__EXERCISE DIRECTIONS__
Copy the material below word for word, starting with the line containing "of the window." and continuing through the end of the material. Leave out the pictures.
+ + + + +
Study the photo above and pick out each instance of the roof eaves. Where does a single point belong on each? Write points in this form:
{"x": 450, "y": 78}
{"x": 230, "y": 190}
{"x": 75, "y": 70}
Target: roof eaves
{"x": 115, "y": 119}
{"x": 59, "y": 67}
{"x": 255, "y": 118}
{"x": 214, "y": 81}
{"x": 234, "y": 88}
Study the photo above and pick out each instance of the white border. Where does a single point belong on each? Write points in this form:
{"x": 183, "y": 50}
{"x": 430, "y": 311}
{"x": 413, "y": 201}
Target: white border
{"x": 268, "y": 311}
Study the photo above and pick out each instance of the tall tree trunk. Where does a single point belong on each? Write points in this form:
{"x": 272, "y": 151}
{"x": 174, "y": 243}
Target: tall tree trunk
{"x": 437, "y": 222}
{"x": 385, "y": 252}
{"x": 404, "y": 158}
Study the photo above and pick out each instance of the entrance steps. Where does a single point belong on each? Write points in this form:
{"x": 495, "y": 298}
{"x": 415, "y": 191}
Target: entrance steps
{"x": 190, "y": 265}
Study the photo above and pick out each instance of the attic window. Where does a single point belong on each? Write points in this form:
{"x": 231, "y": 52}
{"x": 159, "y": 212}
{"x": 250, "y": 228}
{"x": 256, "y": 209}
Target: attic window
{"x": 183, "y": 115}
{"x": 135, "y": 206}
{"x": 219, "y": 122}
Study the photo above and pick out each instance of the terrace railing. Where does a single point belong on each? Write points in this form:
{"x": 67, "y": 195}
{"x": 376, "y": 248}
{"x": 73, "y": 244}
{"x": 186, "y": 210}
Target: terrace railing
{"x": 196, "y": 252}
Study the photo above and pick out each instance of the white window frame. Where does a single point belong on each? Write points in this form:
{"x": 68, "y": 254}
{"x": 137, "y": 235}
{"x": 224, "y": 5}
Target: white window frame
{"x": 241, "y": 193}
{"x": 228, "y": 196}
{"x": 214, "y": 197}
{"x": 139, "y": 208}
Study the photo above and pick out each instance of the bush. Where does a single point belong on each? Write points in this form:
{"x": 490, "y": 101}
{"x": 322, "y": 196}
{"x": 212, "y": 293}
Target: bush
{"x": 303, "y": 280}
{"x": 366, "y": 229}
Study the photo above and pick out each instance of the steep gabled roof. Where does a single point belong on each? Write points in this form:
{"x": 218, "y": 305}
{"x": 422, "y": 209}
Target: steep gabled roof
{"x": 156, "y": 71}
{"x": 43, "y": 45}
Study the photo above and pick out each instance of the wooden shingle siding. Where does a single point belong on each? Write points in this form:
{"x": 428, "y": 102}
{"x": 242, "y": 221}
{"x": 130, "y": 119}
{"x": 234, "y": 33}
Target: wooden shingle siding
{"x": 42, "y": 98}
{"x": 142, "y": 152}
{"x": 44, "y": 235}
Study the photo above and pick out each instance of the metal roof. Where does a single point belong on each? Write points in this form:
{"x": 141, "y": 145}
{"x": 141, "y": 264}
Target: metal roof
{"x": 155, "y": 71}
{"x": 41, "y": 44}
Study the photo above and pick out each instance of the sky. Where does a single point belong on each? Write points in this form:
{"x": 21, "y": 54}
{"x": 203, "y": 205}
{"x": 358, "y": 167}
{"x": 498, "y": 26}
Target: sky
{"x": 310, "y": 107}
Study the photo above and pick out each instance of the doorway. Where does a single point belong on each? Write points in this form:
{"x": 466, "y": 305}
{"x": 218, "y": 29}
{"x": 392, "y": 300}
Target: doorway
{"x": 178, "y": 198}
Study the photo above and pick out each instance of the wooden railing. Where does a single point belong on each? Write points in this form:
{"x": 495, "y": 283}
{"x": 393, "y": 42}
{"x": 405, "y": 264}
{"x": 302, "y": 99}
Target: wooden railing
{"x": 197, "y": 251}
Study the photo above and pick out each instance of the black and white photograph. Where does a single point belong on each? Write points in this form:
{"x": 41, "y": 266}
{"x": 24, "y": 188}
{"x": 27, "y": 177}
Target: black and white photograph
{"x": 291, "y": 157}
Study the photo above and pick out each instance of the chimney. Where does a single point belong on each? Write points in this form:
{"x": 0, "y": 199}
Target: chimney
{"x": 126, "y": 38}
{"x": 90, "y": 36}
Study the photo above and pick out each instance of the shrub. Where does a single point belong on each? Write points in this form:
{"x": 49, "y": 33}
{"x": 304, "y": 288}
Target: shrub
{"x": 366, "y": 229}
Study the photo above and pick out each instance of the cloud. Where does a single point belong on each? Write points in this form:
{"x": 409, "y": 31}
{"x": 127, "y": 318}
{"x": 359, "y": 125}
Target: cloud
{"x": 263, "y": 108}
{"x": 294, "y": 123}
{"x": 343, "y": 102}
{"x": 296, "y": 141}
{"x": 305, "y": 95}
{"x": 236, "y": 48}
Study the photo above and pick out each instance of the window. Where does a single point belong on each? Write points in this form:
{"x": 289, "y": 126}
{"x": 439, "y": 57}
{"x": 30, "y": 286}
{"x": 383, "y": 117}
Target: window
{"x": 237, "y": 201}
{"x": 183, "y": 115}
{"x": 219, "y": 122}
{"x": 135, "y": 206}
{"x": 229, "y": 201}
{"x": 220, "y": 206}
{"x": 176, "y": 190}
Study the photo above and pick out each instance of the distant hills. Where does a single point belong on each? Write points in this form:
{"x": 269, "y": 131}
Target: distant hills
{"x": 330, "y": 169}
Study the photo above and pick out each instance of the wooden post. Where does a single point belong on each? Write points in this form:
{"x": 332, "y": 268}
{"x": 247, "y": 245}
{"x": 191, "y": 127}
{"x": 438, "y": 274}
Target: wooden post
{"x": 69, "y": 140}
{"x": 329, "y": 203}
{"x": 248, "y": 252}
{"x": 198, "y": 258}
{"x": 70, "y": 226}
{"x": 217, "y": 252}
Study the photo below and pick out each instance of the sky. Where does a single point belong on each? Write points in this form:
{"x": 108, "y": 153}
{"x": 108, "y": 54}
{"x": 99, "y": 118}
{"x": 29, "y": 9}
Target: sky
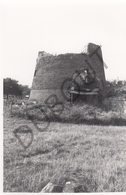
+ + + + +
__RESPONSE__
Study the photo above and pick out each instance of the window. Where does a single point belong on each? Write points in this form:
{"x": 289, "y": 126}
{"x": 439, "y": 57}
{"x": 30, "y": 286}
{"x": 383, "y": 117}
Target: window
{"x": 237, "y": 201}
{"x": 183, "y": 115}
{"x": 219, "y": 122}
{"x": 135, "y": 206}
{"x": 229, "y": 201}
{"x": 220, "y": 206}
{"x": 176, "y": 190}
Study the photo above and pick out each instance of the distant hills. Where does a single point belong on each? Write points in this form:
{"x": 269, "y": 131}
Target: distant hills
{"x": 330, "y": 169}
Study the photo above and pick out each instance of the wooden post. Where does a single point belong on each? Write points in this form:
{"x": 332, "y": 268}
{"x": 247, "y": 245}
{"x": 191, "y": 127}
{"x": 438, "y": 274}
Target: wooden post
{"x": 69, "y": 140}
{"x": 329, "y": 203}
{"x": 248, "y": 252}
{"x": 198, "y": 258}
{"x": 70, "y": 226}
{"x": 217, "y": 252}
Study the photo below and pick out each instance of the sky. Where does a single point belong on each? Write points in this form:
{"x": 108, "y": 153}
{"x": 108, "y": 54}
{"x": 99, "y": 118}
{"x": 29, "y": 9}
Target: sky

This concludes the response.